= Source records =
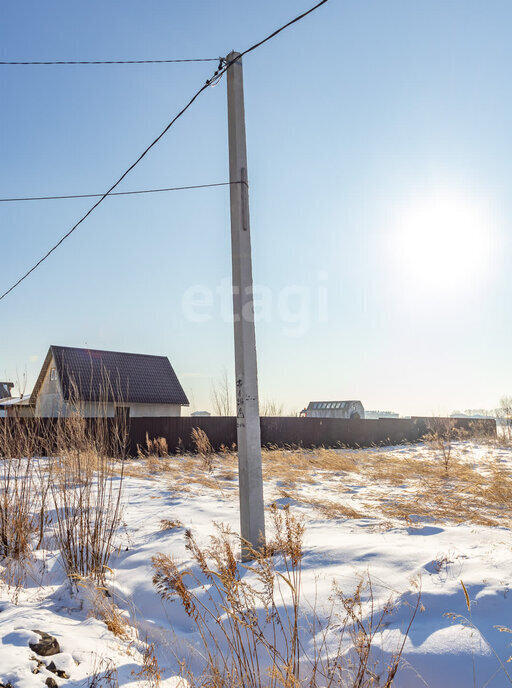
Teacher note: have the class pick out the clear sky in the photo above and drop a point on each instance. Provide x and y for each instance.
(379, 144)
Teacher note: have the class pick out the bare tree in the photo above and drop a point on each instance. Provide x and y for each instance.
(222, 401)
(504, 413)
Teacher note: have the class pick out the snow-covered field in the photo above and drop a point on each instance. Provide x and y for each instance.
(393, 514)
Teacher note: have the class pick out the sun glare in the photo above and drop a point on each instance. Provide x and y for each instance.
(443, 243)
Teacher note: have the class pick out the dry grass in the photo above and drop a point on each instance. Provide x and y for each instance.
(254, 629)
(445, 480)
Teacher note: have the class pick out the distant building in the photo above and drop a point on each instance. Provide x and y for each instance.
(381, 414)
(5, 390)
(106, 383)
(333, 409)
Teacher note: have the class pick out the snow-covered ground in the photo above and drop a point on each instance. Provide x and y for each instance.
(389, 513)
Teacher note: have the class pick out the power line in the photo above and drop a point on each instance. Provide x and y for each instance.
(87, 62)
(216, 76)
(277, 31)
(118, 193)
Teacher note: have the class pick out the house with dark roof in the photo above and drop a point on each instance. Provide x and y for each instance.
(107, 384)
(334, 409)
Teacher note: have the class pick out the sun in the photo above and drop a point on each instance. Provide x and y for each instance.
(443, 242)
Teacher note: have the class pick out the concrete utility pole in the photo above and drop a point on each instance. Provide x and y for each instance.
(252, 510)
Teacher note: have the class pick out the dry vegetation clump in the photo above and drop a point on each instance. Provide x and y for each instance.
(86, 491)
(255, 630)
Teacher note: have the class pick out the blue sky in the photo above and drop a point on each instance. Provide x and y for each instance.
(378, 140)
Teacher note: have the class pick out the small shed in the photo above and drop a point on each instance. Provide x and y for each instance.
(334, 409)
(112, 384)
(5, 390)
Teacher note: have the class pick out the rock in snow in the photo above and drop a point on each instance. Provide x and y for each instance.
(47, 646)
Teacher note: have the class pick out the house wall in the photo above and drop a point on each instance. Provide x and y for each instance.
(50, 401)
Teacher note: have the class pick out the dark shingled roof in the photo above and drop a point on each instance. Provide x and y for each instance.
(94, 375)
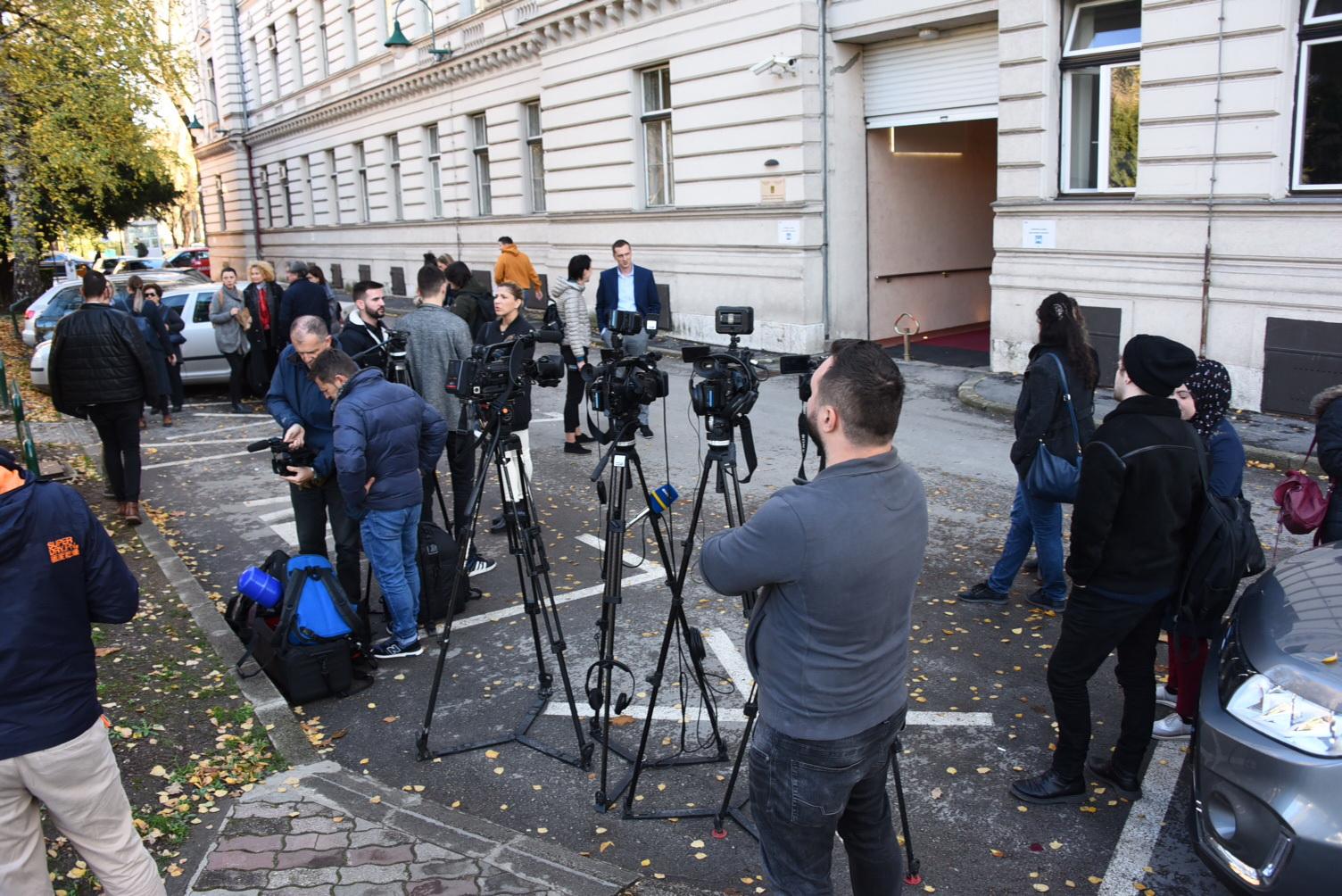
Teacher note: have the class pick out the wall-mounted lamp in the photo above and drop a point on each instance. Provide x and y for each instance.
(399, 43)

= Requirements =
Reproduce word for word everything in the records above, from the line containing "Teacher note: have the class pick out the rock" down through the end of the records, leaving the pictures out of your answer.

= Task response =
Teacher note: have the class pick out the rock in snow in the photo above and drop a point on each instance. Provide x and y for each instance.
(47, 646)
Teacher note: have the class pick out the house wall in the photo above and drop a point on each instance. Provide x and y for each instance.
(50, 401)
Teacher note: have the class pick out the dark shingled roof in the photo above and drop a point on each instance. Provide x and y for each instance.
(94, 375)
Teacher note: have the class pick out the wall-mounted lamp in the photo above and drop a point on each instance. Provide x and y for each instance.
(399, 43)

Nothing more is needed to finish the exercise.